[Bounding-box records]
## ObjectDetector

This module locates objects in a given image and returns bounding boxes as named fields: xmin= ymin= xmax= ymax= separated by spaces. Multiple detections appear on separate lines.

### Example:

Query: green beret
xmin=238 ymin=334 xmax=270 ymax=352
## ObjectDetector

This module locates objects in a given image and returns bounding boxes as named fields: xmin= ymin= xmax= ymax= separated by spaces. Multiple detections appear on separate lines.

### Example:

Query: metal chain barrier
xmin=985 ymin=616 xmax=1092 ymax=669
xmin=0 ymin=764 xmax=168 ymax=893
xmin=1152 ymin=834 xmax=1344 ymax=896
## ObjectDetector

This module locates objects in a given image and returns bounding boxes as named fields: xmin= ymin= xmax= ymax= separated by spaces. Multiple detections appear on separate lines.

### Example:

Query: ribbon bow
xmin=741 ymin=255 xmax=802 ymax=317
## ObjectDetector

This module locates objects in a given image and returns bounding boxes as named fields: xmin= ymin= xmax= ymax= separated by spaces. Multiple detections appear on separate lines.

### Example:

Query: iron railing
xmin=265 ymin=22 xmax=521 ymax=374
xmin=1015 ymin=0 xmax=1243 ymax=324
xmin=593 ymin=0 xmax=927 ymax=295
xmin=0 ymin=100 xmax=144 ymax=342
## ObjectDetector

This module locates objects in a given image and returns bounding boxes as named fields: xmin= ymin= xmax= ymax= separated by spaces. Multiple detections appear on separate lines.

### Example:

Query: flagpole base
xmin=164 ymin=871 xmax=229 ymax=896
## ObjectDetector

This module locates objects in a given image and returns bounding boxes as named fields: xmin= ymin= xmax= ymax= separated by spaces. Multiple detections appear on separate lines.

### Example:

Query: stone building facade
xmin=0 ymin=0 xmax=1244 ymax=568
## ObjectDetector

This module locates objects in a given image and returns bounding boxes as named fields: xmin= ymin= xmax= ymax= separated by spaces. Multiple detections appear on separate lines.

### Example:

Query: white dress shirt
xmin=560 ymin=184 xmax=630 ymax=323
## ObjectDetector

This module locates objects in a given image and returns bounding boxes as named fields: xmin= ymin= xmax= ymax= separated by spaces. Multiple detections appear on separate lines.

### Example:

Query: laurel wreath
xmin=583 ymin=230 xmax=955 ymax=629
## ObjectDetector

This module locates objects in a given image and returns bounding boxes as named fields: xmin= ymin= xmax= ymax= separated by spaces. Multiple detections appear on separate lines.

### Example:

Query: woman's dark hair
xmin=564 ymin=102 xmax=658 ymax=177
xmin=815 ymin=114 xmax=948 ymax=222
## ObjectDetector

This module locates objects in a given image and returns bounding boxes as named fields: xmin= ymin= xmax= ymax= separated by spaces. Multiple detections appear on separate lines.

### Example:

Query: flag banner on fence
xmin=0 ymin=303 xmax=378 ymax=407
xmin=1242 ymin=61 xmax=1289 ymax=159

▶ What you should do
Find every line in the entries above that contains the string "Query", and copy each of those lines in full. Only matches with the same uppercase and lowercase letters count.

▶ Result of the exercise
Query: green beret
Query: metal chain barrier
Query: ribbon bow
Query: iron railing
Query: flagpole base
Query: stone building facade
Query: white dress shirt
Query: laurel wreath
Query: woman's dark hair
Query: flag banner on fence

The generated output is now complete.